- _Verilen görev 1_
Yazlık sinema gecelerine dair aşağıdaki metinden "Türkiye’de okuma alışkanlığının" ifadesinden başlayıp "konuda neler aktarabilirsiniz?" ifadesine kadar uzanan kısmın tamamını hiçbir değişiklik yapmadan çıktı olarak verin.

- _Belge bölümü_
>>
Yazlık sinema geceleri bu yılda devam edecek .Bu anlamda sayın başkanımız Kadir Topbaş’ın ciddi desteğini almaktayız. Sadece sinemalarda sinema değil, üç alanda nostalji yaşayalım, yaşatalım düşüncesiyle (mekanda, malzemede, gösterimde ) geçen yıl yazlık sinema geceleri yapıldı. Bu sadece sinemalarda değil, okul bahçelerinde, güzel meydanlarda, 28 ilçemizde 84 ayrı gösterim yapılarak gerçekleştirildi.Ayrıca mekan tiyatroları anlamında da faaliyetler yaptık.Bunlar için 21 ülkeden 25 ayrı konusunda uzman tiyatro ekibi Türkiye’ye geldi. Ve Türkiye’nin tarihi mekanları olan; (Yerebatan Sarnıcı, Topkapı Sarayı, Ihlamur ve eski Galata Köprüsünde ) icra-i sanatta bulundular. Bu güzel insanlar İstanbul’un güzelliklerini de memleketlerine taşıdılar. Ve günlerce bu aktivitelerimiz medyada manşetlerde yer aldı.

Türkiye’de okuma alışkanlığının olmadığı bir toplumun büyük şehri olan İstanbul’da uygulamaya aldığınız yepyeni bir proje var. Bu konuda neler aktarabilirsiniz?
<<
- _Girdi satırları_
>>
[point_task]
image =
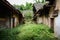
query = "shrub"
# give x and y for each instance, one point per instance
(36, 32)
(27, 32)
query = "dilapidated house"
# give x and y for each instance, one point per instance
(45, 13)
(9, 16)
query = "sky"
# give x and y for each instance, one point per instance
(19, 2)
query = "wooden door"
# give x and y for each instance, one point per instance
(52, 23)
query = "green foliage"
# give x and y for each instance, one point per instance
(22, 7)
(36, 32)
(39, 1)
(27, 31)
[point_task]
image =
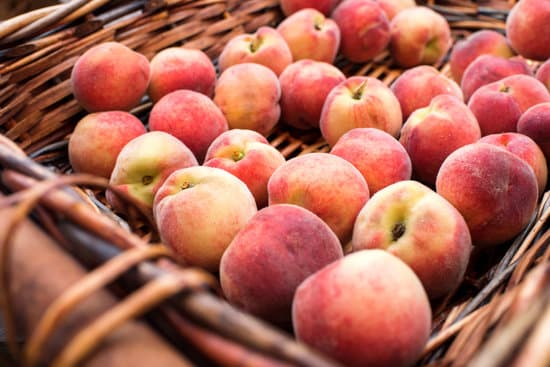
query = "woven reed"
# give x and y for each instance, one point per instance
(498, 305)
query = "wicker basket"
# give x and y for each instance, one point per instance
(499, 315)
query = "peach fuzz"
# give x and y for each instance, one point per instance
<<
- _Verilen görev 2_
Yukarıdaki satırlardan kaçında "query" dizesinin geçtiğini büyük-küçük harf ayrımına dikkat ederek sayın. Yalnızca bu sayıyı yazın.

- _Beklenen çıktı 1_
Türkiye’de okuma alışkanlığının olmadığı bir toplumun büyük şehri olan İstanbul’da uygulamaya aldığınız yepyeni bir proje var. Bu konuda neler aktarabilirsiniz?

- _Beklenen çıktı 2_
8